* What to produce: Write out the whole listing below exactly, skipping each picture.

________________________

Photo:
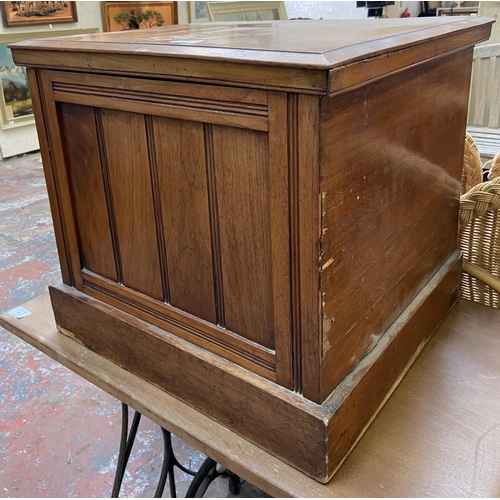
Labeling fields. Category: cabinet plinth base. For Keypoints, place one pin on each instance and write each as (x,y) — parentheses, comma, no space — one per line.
(313,438)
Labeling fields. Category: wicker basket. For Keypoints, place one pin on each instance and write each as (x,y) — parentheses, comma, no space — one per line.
(479,238)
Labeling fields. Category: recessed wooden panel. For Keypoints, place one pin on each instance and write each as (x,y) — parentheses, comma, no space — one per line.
(181,168)
(126,151)
(88,196)
(242,184)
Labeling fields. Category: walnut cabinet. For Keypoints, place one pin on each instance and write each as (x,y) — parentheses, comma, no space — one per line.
(260,218)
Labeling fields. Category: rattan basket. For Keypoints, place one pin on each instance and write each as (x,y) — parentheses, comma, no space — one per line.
(479,236)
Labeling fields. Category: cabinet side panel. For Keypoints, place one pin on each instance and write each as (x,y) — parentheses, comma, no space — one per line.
(391,167)
(126,150)
(242,184)
(180,158)
(86,183)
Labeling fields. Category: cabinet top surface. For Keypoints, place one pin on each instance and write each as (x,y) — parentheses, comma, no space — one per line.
(300,43)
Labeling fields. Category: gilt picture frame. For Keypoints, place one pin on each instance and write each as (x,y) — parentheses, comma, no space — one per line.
(32,13)
(16,108)
(246,11)
(198,12)
(124,16)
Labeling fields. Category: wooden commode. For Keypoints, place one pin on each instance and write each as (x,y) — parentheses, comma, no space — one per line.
(259,218)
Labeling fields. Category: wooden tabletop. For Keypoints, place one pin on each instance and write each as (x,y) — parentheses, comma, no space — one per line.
(437,435)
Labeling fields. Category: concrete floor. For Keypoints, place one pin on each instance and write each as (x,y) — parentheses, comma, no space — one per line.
(59,434)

________________________

* Solution to the problem:
Photo:
Labeling fields. Category: cabinet plinth base. For Keypoints, place one pin on each instance and write each as (x,y) — parentheses, comma, no space — one per line.
(313,438)
Labeling fields. Category: wicker basket. For Keypoints, place one pin on each instance and write each as (x,y) — parentheses, comma, no space — one per line.
(479,238)
Labeling fields. Category: recessed wooden panel. For Keypoints, place one pin on each instance and write each as (x,y) — parentheses, comma, no space — one per line.
(181,168)
(126,151)
(88,196)
(242,184)
Labeling fields. Category: walnut cabinet. For Keypoints, place one pin on each instance and write each as (x,y) — parentheses, comma, no space — one per line.
(260,218)
Labeling fields. Category: rattan basket. For Keypoints, place one pin on each instance and write each as (x,y) — parentheses, comma, no space — one per line.
(479,236)
Labeling fields. Category: cabinet side panel. For Keypoints, place one pin on each instance and write each as (x,y) — parentheses, comma, no space — one per line.
(391,167)
(126,150)
(242,184)
(180,158)
(86,183)
Labeling fields. Category: cabinet top surface. For Keypoints, place one pin on each instance and write each as (x,y) — parentheses, comma, no space — one per line.
(300,43)
Labeling fields. Category: gilt picture frame. For Keypoints, place one pin on each instance and write each as (x,y) — parentheses, comma, no space — one per line.
(32,13)
(16,108)
(246,11)
(198,12)
(124,16)
Labeling fields. Category: wooden commode. For Keypoints, place one pin on each instance and write each as (x,y) — parentheses, comma, no space — one per line.
(259,218)
Labeling fields. Category: wooden tabletop. For Keypoints, place one pin on each instance and write each as (x,y) — parentheses, comma, no space — one per line.
(437,435)
Labeling fields. Category: concrete floor. For Keypoints, place one pin on each instance and write each as (x,y) — parentheses, comma, no space — one per line.
(59,434)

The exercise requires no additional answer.